• **Exercises to complete**
A) Answer these questions from the Liverpool Street walk text:
(i) Who designed the Bishopsgate Institute, the Whitechapel gallery and the Horniman Museum?
(ii) Whose visit marked the start of construction of the Broadgate centre in 1985?
(iii) Where will the Radical Liverpool Street Walk start?
B) Rewrite the part of the Liverpool Street walk text between "And this was" and "a major refurbishment.", inclusive, substituting "gifts" for "donations".

• **Text passage**
---

The visit to the May Day Rooms is a speculative one to deliver more leaflets. The visit goes well and there’s a long conversation about offices and the character of office work, the characteristics of office workers, the immense investment into offices, offices as units of capital, offices as units of production, office as giant magnets which pull labour from all over the world into their sky touching spaces.
I stand in Fleet Street waiting for a bus and then realise I could catch the bus stuck in the traffic queue. The driver kindly lets me on. I sit upstairs and experiment with taking film. It works better than expected. There is also that interesting experience of looking at the world through a camera. The camera is put down and the streets look a certain way. The eye rests on view finder and the streets look different.

The plan is to trace out the route for the forthcoming Radical Liverpool Street Walk. It will start at the Bishopsgate Institute, across to the Broadgate Centre, Exchange Square, Liverpool Street Station, Old Broad Street, St Botolph’s Church, towards 22 Bishopsgate, St Mary Axe, 30 St Mary Axe, Devonshire Square and Liverpool Street. Where the Communist Manifesto was first published in February 1848.
I take some photographs of the Bishopsgate Institute and it’s curious arts and craft influenced design. It has a twin nearby, the Whitechapel gallery, and a relative in South London, the Horniman Museum. All three were designed by Charles Harrison Townsend.
All three have played an important role in holding a position in relation to an alternative history, the intervention of art in an area, places of enchantment and character, to be discovered. Such places are increasingly rare. Enchantment and magic aren’t part of the toolkit of the modern retail – office – luxury apartment – leisure complex.
And this was deliberate. The Bishopsgate Institute was made possible by the work of Rev. William Rogers of the nearby St Botolph’s Church. He amalgamated 500 years of donations and endownments and used the money to fund the Bishopsgate Institute. There was a deliberate intention to provide a space and book and lecture room resources that would help working class people with their self-education ambitions.

The start of construction of the Broadgate centre in 1985 was marked by a visit of Margaret Thatcher. Less than thirty years later the whole complex was threatened with demolition. Now it looks rather neglected and is undergoing a major refurbishment.
I can remember it being built. It seemed remote, outside the sphere of interests of the left in London. Something to be dismissed with a one-off sentence about ‘finance’ and ‘bankers’ without much consideration as to what either of these things might mean. That world of the left was dominated by ‘millions hate the Tories’, ‘the crisis’ and ‘the downturn’ and it all seemed grey and miserable and grim.

And yet there in front of us and yet seemingly impossible to see, a new re-configuration of capital in concrete, glass and steel (with increasing amounts of computing hardware and software) began to emerge.

---

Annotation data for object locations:
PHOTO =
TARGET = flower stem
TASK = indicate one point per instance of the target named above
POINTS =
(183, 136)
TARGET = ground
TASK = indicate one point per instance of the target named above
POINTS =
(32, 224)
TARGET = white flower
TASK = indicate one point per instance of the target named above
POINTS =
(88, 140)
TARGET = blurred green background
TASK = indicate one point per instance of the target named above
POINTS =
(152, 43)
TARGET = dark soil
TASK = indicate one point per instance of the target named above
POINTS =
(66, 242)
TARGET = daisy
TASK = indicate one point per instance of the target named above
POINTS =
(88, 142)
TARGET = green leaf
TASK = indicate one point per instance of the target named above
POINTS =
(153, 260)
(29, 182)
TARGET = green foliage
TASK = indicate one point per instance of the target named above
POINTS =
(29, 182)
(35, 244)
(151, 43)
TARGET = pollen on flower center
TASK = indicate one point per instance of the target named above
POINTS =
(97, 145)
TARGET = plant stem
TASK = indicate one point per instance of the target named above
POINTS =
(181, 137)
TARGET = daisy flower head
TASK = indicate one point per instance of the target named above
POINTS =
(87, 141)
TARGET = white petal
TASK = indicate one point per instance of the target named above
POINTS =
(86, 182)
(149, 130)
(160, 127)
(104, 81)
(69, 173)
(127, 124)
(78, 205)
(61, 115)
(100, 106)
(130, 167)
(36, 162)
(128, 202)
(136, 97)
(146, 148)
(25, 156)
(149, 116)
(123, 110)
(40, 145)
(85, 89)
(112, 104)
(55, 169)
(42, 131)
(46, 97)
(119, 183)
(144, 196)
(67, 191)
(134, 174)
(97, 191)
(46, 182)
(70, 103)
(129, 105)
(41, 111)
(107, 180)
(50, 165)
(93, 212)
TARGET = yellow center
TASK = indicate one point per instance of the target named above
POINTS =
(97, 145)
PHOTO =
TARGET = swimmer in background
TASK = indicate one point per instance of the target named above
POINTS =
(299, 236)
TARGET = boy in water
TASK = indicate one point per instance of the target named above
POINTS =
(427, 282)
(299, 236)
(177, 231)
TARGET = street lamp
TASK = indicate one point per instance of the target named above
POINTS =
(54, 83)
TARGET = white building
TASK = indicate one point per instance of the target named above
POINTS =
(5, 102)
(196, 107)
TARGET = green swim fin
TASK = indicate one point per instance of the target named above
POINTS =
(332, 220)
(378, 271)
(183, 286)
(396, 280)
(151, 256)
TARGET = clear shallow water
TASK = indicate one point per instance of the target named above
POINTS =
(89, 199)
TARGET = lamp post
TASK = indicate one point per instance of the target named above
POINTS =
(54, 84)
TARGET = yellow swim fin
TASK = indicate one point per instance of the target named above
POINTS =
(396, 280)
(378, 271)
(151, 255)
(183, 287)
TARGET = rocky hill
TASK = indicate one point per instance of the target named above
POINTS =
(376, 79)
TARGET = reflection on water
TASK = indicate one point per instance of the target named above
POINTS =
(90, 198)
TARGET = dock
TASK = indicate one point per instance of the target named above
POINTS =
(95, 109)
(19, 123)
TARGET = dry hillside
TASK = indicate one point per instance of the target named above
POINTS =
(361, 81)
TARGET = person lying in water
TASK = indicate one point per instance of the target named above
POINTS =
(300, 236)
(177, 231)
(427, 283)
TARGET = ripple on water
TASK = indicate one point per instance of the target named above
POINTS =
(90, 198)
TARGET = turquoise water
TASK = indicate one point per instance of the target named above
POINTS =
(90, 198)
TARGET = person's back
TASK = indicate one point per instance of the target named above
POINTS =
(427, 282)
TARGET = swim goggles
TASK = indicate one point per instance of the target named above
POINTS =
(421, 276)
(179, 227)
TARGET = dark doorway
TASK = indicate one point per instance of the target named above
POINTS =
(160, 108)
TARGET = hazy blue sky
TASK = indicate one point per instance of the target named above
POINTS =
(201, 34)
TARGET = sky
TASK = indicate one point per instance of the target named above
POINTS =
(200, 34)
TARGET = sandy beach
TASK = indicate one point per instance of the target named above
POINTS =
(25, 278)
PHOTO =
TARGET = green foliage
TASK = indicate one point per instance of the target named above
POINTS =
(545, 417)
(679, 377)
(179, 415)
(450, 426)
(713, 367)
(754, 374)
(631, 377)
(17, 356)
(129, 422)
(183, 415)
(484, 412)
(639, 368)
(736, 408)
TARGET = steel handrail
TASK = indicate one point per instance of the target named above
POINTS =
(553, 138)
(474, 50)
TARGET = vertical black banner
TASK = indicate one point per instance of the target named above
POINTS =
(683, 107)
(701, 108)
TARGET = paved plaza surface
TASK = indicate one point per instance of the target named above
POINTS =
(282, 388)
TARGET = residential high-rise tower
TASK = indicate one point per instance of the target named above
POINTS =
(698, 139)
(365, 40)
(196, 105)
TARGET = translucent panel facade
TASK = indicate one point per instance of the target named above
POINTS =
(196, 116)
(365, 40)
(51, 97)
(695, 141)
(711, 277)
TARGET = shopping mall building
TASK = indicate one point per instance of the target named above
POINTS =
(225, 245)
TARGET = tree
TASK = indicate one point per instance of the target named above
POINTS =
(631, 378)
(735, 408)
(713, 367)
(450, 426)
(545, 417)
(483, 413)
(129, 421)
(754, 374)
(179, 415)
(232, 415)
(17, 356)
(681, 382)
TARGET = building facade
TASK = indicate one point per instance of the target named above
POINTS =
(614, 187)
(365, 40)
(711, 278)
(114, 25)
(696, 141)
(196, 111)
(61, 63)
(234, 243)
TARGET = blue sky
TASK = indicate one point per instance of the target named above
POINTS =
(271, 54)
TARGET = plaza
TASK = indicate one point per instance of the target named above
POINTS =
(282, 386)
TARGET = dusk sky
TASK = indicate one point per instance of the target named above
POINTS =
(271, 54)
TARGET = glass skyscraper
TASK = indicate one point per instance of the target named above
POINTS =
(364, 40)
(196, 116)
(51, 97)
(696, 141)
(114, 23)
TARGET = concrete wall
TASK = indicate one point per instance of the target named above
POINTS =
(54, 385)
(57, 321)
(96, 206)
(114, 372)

---

• **Expected answers**
A)
(i) Charles Harrison Townsend
(ii) Margaret Thatcher's
(iii) At the Bishopsgate Institute

B)
And this was deliberate. The Bishopsgate Institute was made possible by the work of Rev. William Rogers of the nearby St Botolph’s Church. He amalgamated 500 years of gifts and endownments and used the money to fund the Bishopsgate Institute. There was a deliberate intention to provide a space and book and lecture room resources that would help working class people with their self-education ambitions.

The start of construction of the Broadgate centre in 1985 was marked by a visit of Margaret Thatcher. Less than thirty years later the whole complex was threatened with demolition. Now it looks rather neglected and is undergoing a major refurbishment.